§ Work task: Copy all records precisely, apart from the pictures.

(Collection entries)

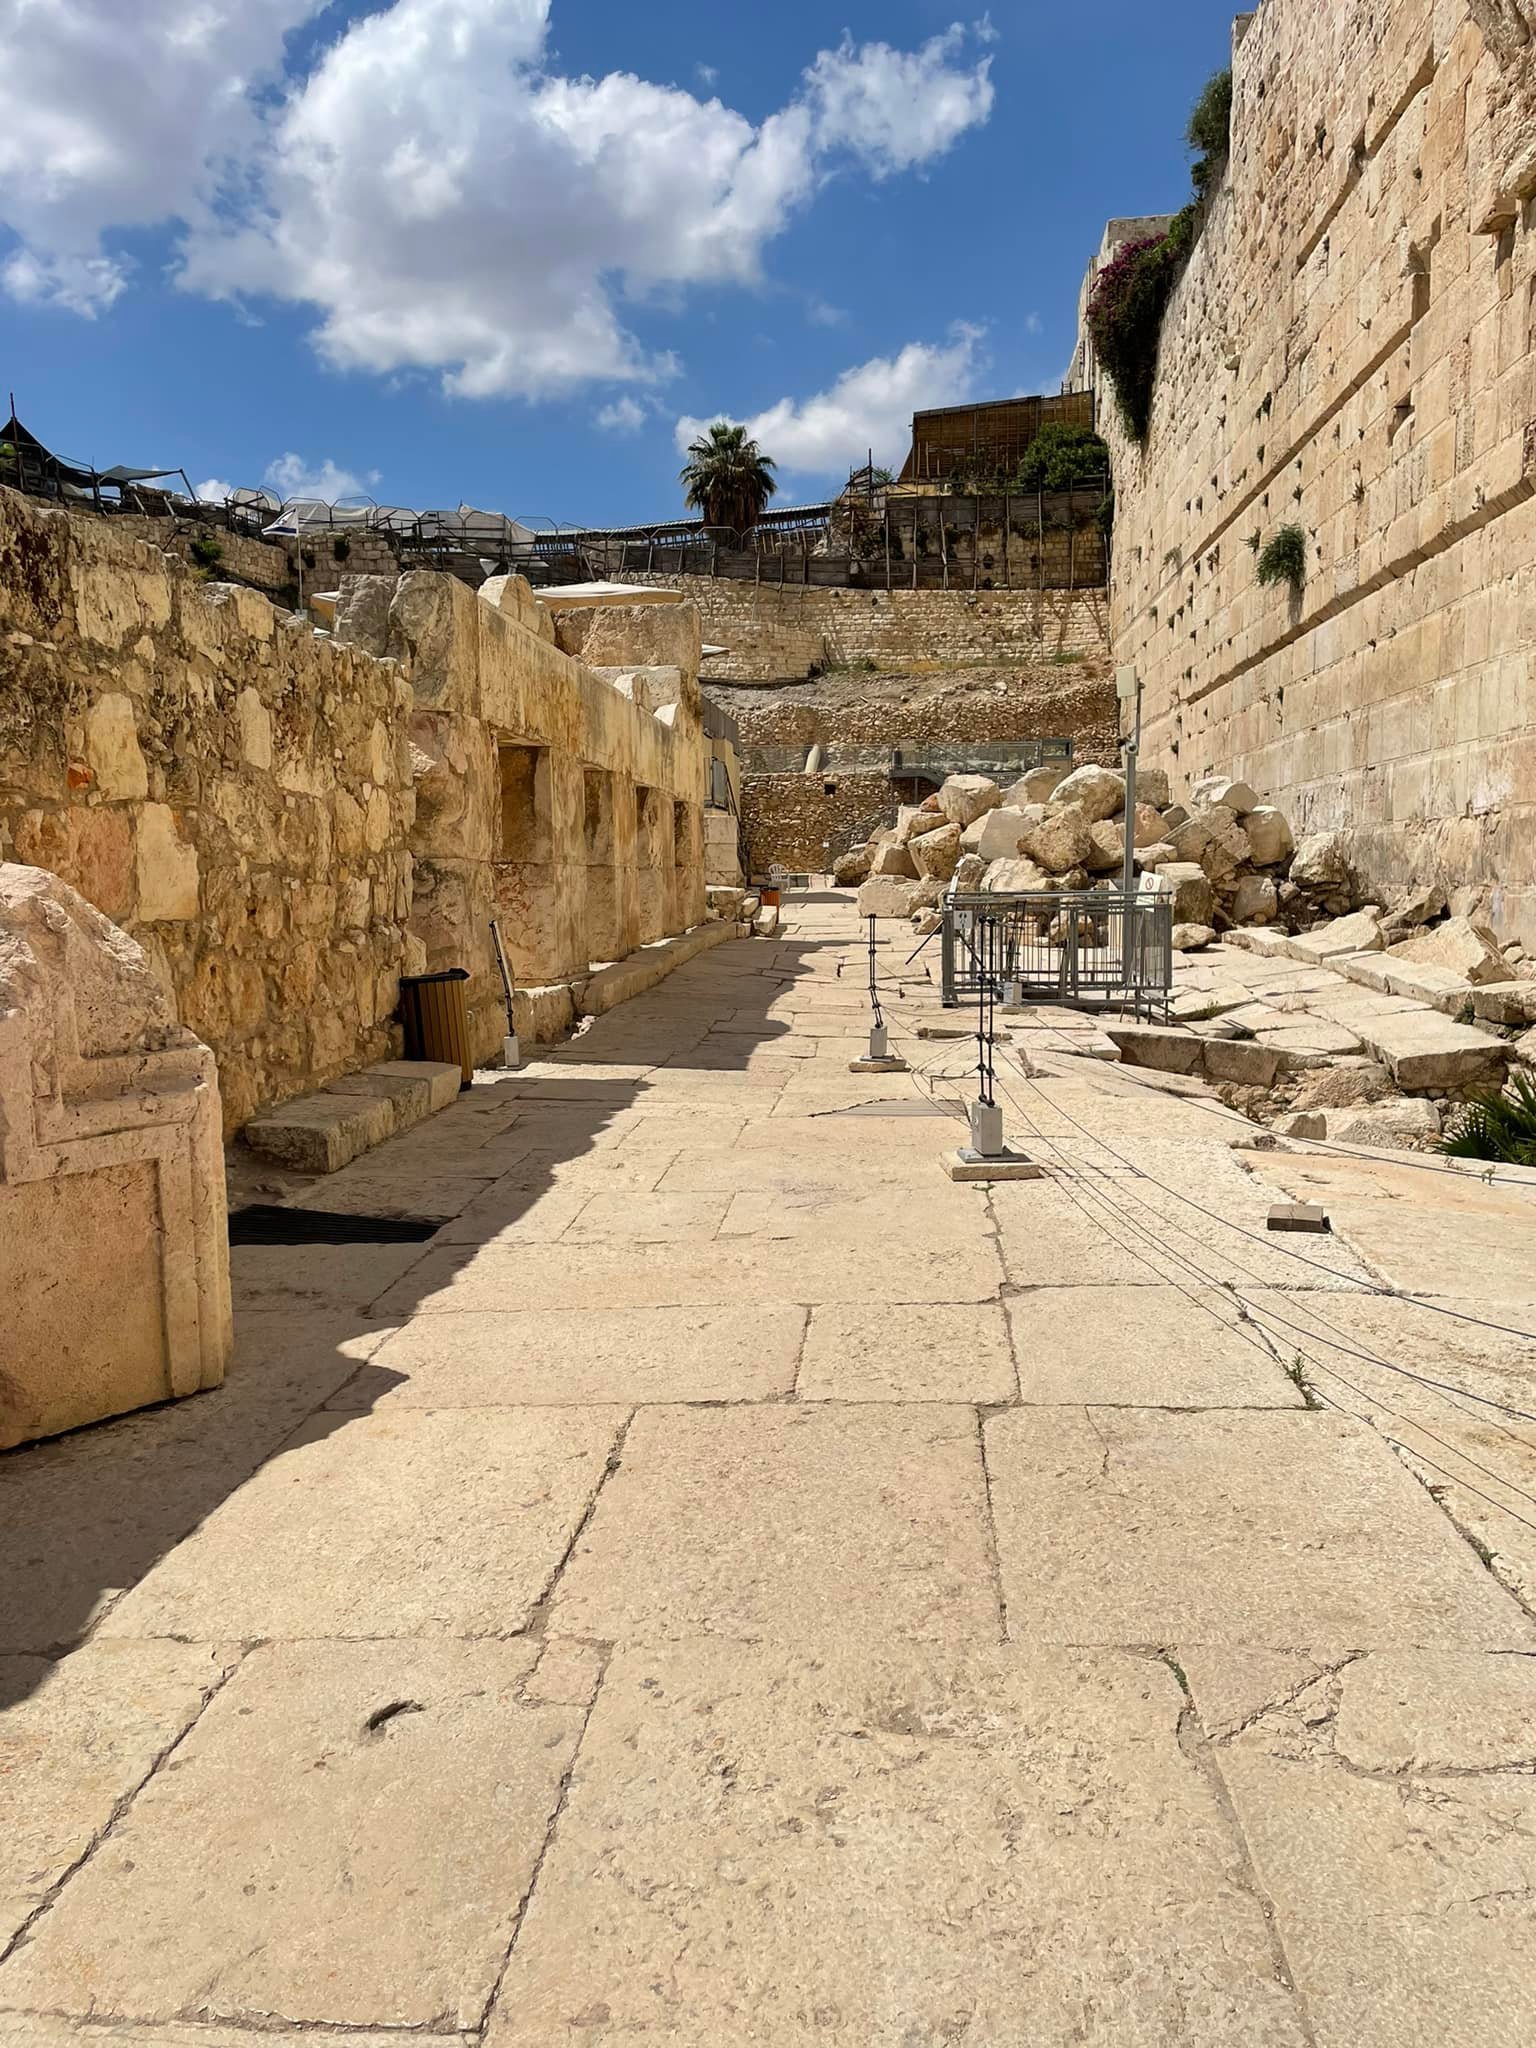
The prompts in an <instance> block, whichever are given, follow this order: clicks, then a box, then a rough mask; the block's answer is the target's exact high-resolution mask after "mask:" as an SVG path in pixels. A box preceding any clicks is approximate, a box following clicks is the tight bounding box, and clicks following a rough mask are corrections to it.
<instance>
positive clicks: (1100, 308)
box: [1087, 207, 1194, 440]
mask: <svg viewBox="0 0 1536 2048" xmlns="http://www.w3.org/2000/svg"><path fill="white" fill-rule="evenodd" d="M1192 246H1194V207H1186V209H1184V213H1176V215H1174V219H1171V223H1169V227H1167V233H1161V236H1147V240H1145V242H1126V246H1124V248H1122V250H1120V252H1118V256H1116V258H1114V260H1112V262H1108V264H1106V266H1104V268H1102V270H1100V274H1098V283H1096V285H1094V297H1092V301H1090V307H1087V332H1090V336H1092V340H1094V354H1096V356H1098V360H1100V369H1102V371H1104V373H1106V375H1108V379H1110V383H1112V385H1114V403H1116V410H1118V414H1120V424H1122V426H1124V430H1126V434H1128V436H1130V438H1133V440H1145V438H1147V424H1149V420H1151V399H1153V385H1155V381H1157V342H1159V336H1161V332H1163V313H1165V309H1167V301H1169V297H1171V291H1174V285H1178V281H1180V272H1182V270H1184V260H1186V256H1188V254H1190V248H1192Z"/></svg>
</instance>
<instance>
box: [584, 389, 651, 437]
mask: <svg viewBox="0 0 1536 2048" xmlns="http://www.w3.org/2000/svg"><path fill="white" fill-rule="evenodd" d="M592 424H594V426H600V428H602V430H604V434H639V430H641V428H643V426H645V408H643V406H641V401H639V399H637V397H616V399H614V401H612V406H604V408H602V410H600V412H598V414H594V420H592Z"/></svg>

§ Exercise response:
The prompts in an <instance> block, whichever are given, follow this order: clicks, then a box, then a rough mask; the block's answer is the target's exact high-resolution mask after "mask:" as an SVG path in pixels. A box preceding any clicks is approximate, a box following clicks is the tight bounding box, and clicks following a rough mask are corrections to it.
<instance>
positive clicks: (1100, 308)
box: [1087, 207, 1194, 440]
mask: <svg viewBox="0 0 1536 2048" xmlns="http://www.w3.org/2000/svg"><path fill="white" fill-rule="evenodd" d="M1192 246H1194V207H1186V209H1184V213H1176V215H1174V219H1171V223H1169V227H1167V233H1161V236H1147V240H1145V242H1126V246H1124V248H1122V250H1120V252H1118V256H1116V258H1114V260H1112V262H1108V264H1106V266H1104V268H1102V270H1100V274H1098V283H1096V285H1094V297H1092V301H1090V307H1087V332H1090V336H1092V340H1094V354H1096V356H1098V360H1100V369H1102V371H1104V373H1106V375H1108V379H1110V383H1112V385H1114V403H1116V410H1118V414H1120V424H1122V426H1124V430H1126V434H1128V436H1130V438H1133V440H1145V438H1147V424H1149V420H1151V399H1153V385H1155V381H1157V342H1159V336H1161V332H1163V313H1165V309H1167V301H1169V297H1171V291H1174V285H1178V281H1180V272H1182V270H1184V260H1186V256H1188V254H1190V248H1192Z"/></svg>
</instance>
<instance>
box: [584, 389, 651, 437]
mask: <svg viewBox="0 0 1536 2048" xmlns="http://www.w3.org/2000/svg"><path fill="white" fill-rule="evenodd" d="M592 424H594V426H600V428H602V430H604V434H639V430H641V428H643V426H645V408H643V406H641V401H639V399H637V397H616V399H614V401H612V406H604V408H602V410H600V412H598V414H594V420H592Z"/></svg>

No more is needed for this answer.